# To be done
Convert the rows below into a Markdown table with two columns, No. and Line. Give each line its number and its text, and omit blank lines.

# Data for the task

_ _ _ _

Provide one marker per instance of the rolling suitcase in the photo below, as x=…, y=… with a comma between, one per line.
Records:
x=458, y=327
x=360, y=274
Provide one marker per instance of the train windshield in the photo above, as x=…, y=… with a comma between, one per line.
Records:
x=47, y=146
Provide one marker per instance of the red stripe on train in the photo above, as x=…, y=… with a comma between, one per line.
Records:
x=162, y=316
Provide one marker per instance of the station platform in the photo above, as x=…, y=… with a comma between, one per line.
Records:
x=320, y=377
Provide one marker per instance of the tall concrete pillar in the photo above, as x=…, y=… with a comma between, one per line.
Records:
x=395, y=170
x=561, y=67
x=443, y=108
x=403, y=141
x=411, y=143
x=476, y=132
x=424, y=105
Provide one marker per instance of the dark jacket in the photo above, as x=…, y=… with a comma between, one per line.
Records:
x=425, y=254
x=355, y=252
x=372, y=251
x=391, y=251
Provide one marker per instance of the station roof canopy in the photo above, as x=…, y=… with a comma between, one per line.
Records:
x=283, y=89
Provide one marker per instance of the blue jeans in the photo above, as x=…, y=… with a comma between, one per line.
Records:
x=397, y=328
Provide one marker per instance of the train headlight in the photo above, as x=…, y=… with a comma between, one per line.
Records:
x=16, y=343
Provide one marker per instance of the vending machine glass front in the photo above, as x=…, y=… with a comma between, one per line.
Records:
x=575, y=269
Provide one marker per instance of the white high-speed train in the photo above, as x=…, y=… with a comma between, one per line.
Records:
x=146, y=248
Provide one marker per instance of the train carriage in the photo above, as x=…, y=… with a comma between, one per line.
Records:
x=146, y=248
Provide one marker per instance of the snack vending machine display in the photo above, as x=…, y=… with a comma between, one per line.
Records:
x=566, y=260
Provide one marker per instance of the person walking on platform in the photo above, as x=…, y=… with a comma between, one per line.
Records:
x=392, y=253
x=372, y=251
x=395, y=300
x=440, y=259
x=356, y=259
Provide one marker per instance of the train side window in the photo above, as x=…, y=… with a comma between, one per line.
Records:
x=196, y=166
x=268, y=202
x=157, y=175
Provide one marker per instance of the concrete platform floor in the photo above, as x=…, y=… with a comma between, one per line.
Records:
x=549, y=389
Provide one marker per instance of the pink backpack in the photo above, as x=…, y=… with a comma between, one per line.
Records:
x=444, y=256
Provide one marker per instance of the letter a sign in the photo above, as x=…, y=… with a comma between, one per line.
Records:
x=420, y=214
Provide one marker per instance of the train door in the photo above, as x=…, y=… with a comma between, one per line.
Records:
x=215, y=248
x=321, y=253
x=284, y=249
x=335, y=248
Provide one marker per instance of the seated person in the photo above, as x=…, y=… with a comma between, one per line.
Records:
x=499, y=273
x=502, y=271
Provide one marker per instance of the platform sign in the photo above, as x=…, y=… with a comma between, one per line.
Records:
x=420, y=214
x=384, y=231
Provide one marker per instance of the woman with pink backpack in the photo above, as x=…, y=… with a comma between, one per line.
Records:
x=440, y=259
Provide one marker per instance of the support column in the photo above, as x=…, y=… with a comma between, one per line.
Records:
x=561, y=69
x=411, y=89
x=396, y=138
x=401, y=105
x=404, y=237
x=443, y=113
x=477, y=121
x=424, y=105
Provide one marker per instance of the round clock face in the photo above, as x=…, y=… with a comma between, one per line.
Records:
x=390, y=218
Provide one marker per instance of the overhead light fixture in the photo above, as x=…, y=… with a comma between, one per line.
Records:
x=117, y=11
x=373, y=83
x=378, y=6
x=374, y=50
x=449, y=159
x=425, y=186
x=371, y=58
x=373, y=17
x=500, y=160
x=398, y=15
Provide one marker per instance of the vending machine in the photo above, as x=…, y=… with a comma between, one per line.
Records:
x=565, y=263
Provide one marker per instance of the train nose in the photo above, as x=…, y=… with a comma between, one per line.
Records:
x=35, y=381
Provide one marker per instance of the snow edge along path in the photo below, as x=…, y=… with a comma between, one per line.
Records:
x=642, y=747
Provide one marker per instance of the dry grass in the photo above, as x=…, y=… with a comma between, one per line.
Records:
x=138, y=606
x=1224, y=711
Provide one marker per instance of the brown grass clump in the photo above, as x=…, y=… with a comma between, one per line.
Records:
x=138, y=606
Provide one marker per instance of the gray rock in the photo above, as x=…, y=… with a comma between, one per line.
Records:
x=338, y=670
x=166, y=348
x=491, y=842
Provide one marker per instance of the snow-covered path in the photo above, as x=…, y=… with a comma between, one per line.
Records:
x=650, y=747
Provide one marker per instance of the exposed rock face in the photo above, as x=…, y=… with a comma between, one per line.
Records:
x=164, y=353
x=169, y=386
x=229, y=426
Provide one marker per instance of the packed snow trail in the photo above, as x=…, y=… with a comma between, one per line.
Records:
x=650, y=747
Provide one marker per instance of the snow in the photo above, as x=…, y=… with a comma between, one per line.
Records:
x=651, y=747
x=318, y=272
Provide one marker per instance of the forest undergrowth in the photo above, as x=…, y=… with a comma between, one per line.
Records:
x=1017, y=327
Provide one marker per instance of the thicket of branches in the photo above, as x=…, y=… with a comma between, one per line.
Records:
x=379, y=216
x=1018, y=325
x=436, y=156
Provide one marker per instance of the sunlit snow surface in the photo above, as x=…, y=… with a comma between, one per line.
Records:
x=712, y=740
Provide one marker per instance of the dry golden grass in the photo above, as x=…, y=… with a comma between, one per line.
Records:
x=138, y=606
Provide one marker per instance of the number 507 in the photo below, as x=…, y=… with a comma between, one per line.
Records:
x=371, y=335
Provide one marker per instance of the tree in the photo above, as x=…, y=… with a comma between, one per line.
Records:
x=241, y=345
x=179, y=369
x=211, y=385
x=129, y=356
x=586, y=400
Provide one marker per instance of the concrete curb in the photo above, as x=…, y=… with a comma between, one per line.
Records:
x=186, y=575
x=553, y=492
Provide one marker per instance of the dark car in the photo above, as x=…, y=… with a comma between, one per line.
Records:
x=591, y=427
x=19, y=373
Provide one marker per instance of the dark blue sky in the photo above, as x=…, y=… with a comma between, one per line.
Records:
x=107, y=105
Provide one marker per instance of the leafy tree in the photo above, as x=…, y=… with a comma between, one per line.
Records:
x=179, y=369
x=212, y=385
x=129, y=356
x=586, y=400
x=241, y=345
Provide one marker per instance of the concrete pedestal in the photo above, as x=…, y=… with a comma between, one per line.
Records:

_ _ _ _

# The result
| No. | Line |
|---|---|
| 1 | Provide one marker per instance of the rolling suitcase in the photo below, as x=…, y=… with a comma between, one per line. |
| 2 | Records: |
| 3 | x=458, y=327 |
| 4 | x=360, y=274 |
| 5 | Provide one marker per instance of the train windshield in the photo above, as x=…, y=… with a comma between, one per line. |
| 6 | Records: |
| 7 | x=47, y=146 |
| 8 | Provide one marker per instance of the red stripe on train in the photo above, as x=…, y=… with a comma between, one per line. |
| 9 | Records: |
| 10 | x=162, y=316 |
| 11 | Provide one marker per instance of the station platform in the photo above, as x=…, y=… with a comma between, one per line. |
| 12 | Records: |
| 13 | x=320, y=377 |
| 14 | Provide one marker per instance of the tall concrete pillar in the photo above, as x=…, y=… with a comma between, one per line. |
| 15 | Records: |
| 16 | x=395, y=170 |
| 17 | x=561, y=67 |
| 18 | x=443, y=108 |
| 19 | x=403, y=141 |
| 20 | x=411, y=143 |
| 21 | x=476, y=132 |
| 22 | x=424, y=105 |
| 23 | Provide one marker per instance of the dark jacket in the photo above, as x=…, y=… with a comma between, one per line. |
| 24 | Records: |
| 25 | x=425, y=254 |
| 26 | x=355, y=252 |
| 27 | x=372, y=251 |
| 28 | x=391, y=251 |
| 29 | Provide one marker per instance of the station roof canopy in the photo above, as x=…, y=… with a comma between, one per line. |
| 30 | Records: |
| 31 | x=283, y=89 |
| 32 | Provide one marker per instance of the blue jeans in the photo above, as x=…, y=… with a comma between, one per line. |
| 33 | Records: |
| 34 | x=397, y=328 |
| 35 | Provide one marker per instance of the train headlight in the photo above, as x=…, y=… with a comma between, one per line. |
| 36 | Records: |
| 37 | x=16, y=343 |
| 38 | Provide one marker per instance of the vending machine glass front in the photo above, as x=…, y=… with a comma between, one per line. |
| 39 | Records: |
| 40 | x=575, y=269 |
| 41 | Provide one marker per instance of the white high-speed train in the photo above, as x=…, y=… with a comma between, one per line. |
| 42 | Records: |
| 43 | x=146, y=248 |
| 44 | Provide one marker per instance of the train carriage in the photo above, as x=…, y=… with a comma between, one per line. |
| 45 | Records: |
| 46 | x=146, y=248 |
| 47 | Provide one marker per instance of the snack vending machine display in the photo above, as x=…, y=… with a comma between, one per line. |
| 48 | Records: |
| 49 | x=566, y=260 |
| 50 | Provide one marker per instance of the person walking on platform in the photo above, as x=…, y=… with a comma between, one per line. |
| 51 | Records: |
| 52 | x=392, y=253 |
| 53 | x=372, y=251 |
| 54 | x=395, y=300 |
| 55 | x=440, y=259 |
| 56 | x=356, y=259 |
| 57 | Provide one marker per instance of the train side window in the photo above, as x=…, y=… with a comma between, one per line. |
| 58 | Records: |
| 59 | x=196, y=166 |
| 60 | x=268, y=202 |
| 61 | x=157, y=175 |
| 62 | Provide one marker per instance of the concrete platform floor in the photo above, as x=…, y=… with a comma between, one per line. |
| 63 | Records: |
| 64 | x=549, y=389 |
| 65 | Provide one marker per instance of the pink backpack in the photo above, as x=…, y=… with a comma between, one per line. |
| 66 | Records: |
| 67 | x=444, y=256 |
| 68 | Provide one marker per instance of the letter a sign in the photo above, as x=…, y=… with a comma between, one per line. |
| 69 | Records: |
| 70 | x=420, y=214 |
| 71 | Provide one marker per instance of the train door in the photo above, as x=…, y=… with a comma between, one per line. |
| 72 | Records: |
| 73 | x=215, y=248 |
| 74 | x=321, y=253 |
| 75 | x=284, y=249 |
| 76 | x=335, y=248 |
| 77 | Provide one marker per instance of the seated person in the photo above, as x=…, y=… with a comma between, one per line. |
| 78 | Records: |
| 79 | x=499, y=273 |
| 80 | x=502, y=271 |
| 81 | Provide one marker per instance of the platform sign in the photo above, as x=…, y=… with a comma between, one per line. |
| 82 | Records: |
| 83 | x=420, y=214 |
| 84 | x=384, y=231 |
| 85 | Provide one marker per instance of the woman with pink backpack in the photo above, as x=…, y=… with a comma between, one per line. |
| 86 | Records: |
| 87 | x=440, y=259 |
| 88 | Provide one marker per instance of the support column in the photo above, as x=…, y=… with a comma between, one per line. |
| 89 | Records: |
| 90 | x=561, y=69 |
| 91 | x=411, y=89 |
| 92 | x=396, y=138 |
| 93 | x=401, y=105 |
| 94 | x=404, y=237 |
| 95 | x=443, y=113 |
| 96 | x=477, y=121 |
| 97 | x=424, y=105 |
| 98 | Provide one marker per instance of the round clock face in the photo above, as x=…, y=… with a comma between, one per line. |
| 99 | Records: |
| 100 | x=390, y=218 |
| 101 | Provide one marker per instance of the overhead light fixture in the photo above, as x=…, y=… with a comma between, one per line. |
| 102 | Records: |
| 103 | x=117, y=11 |
| 104 | x=373, y=83 |
| 105 | x=378, y=6 |
| 106 | x=374, y=50 |
| 107 | x=449, y=159 |
| 108 | x=425, y=186 |
| 109 | x=371, y=58 |
| 110 | x=373, y=17 |
| 111 | x=500, y=160 |
| 112 | x=398, y=15 |
| 113 | Provide one marker per instance of the vending machine in the photo above, as x=…, y=… with a comma between, one per line. |
| 114 | Records: |
| 115 | x=565, y=263 |
| 116 | Provide one marker per instance of the train nose in the photo above, as x=…, y=… with a comma between, one per line. |
| 117 | Records: |
| 118 | x=35, y=381 |
| 119 | Provide one marker per instance of the snow edge along path in the photo below, as x=…, y=… with a comma between, one per line. |
| 120 | Records: |
| 121 | x=642, y=747 |
| 122 | Provide one marker per instance of the dry grass in the photo above, as x=…, y=… with a comma between, one per line. |
| 123 | Records: |
| 124 | x=138, y=606 |
| 125 | x=1224, y=711 |
| 126 | Provide one marker per instance of the brown grass clump in the photo above, as x=…, y=… with a comma between, one per line. |
| 127 | Records: |
| 128 | x=138, y=606 |
| 129 | Provide one marker per instance of the gray rock in the photo above, as x=…, y=… with a comma between, one per line. |
| 130 | Records: |
| 131 | x=338, y=670 |
| 132 | x=166, y=348 |
| 133 | x=491, y=842 |
| 134 | Provide one marker per instance of the snow-covered path in the photo above, as x=…, y=… with a comma between, one per line. |
| 135 | Records: |
| 136 | x=650, y=747 |
| 137 | Provide one marker per instance of the exposed rock face in the photo above, as x=…, y=… with a comma between, one per line. |
| 138 | Records: |
| 139 | x=164, y=353 |
| 140 | x=169, y=386 |
| 141 | x=229, y=426 |
| 142 | Provide one marker per instance of the packed snow trail in the photo above, as x=…, y=… with a comma between, one per line. |
| 143 | Records: |
| 144 | x=650, y=747 |
| 145 | Provide one marker per instance of the snow in the photo above, as x=…, y=… with a comma between, one per line. |
| 146 | Records: |
| 147 | x=651, y=747 |
| 148 | x=318, y=272 |
| 149 | Provide one marker per instance of the forest undergrowth in the photo above, as x=…, y=… with a comma between, one per line. |
| 150 | Records: |
| 151 | x=1017, y=327 |
| 152 | Provide one marker per instance of the thicket of branches in the photo above, as x=…, y=… with a comma between, one per line. |
| 153 | Records: |
| 154 | x=379, y=216 |
| 155 | x=1018, y=325 |
| 156 | x=436, y=156 |
| 157 | Provide one marker per instance of the sunlit snow surface in the photo above, as x=…, y=… with a comma between, one per line. |
| 158 | Records: |
| 159 | x=712, y=740 |
| 160 | Provide one marker per instance of the dry golden grass in the photo above, as x=…, y=… with a comma between, one per line. |
| 161 | Records: |
| 162 | x=138, y=606 |
| 163 | Provide one marker per instance of the number 507 in the photo below, as x=…, y=… with a comma between, one per line. |
| 164 | Records: |
| 165 | x=371, y=335 |
| 166 | Provide one marker per instance of the tree in the photo above, as x=…, y=… with a comma between, one per line. |
| 167 | Records: |
| 168 | x=241, y=345 |
| 169 | x=179, y=369 |
| 170 | x=211, y=385 |
| 171 | x=129, y=356 |
| 172 | x=586, y=400 |
| 173 | Provide one marker per instance of the concrete curb in the photo above, as x=…, y=… with a comma between, one per line. |
| 174 | Records: |
| 175 | x=186, y=575 |
| 176 | x=553, y=492 |
| 177 | Provide one marker per instance of the dark car in the photo above, as x=…, y=… with a comma between, one per line. |
| 178 | Records: |
| 179 | x=591, y=427 |
| 180 | x=19, y=373 |
| 181 | Provide one marker per instance of the dark blue sky in the photo above, as x=…, y=… with a comma between, one per line. |
| 182 | Records: |
| 183 | x=107, y=105 |
| 184 | Provide one marker per instance of the leafy tree in the photo above, as x=…, y=… with a comma between, one per line. |
| 185 | Records: |
| 186 | x=179, y=369 |
| 187 | x=212, y=385 |
| 188 | x=129, y=356 |
| 189 | x=586, y=400 |
| 190 | x=241, y=345 |
| 191 | Provide one marker per instance of the concrete pedestal in the photo above, as x=…, y=… with a comma between, one per line. |
| 192 | Records: |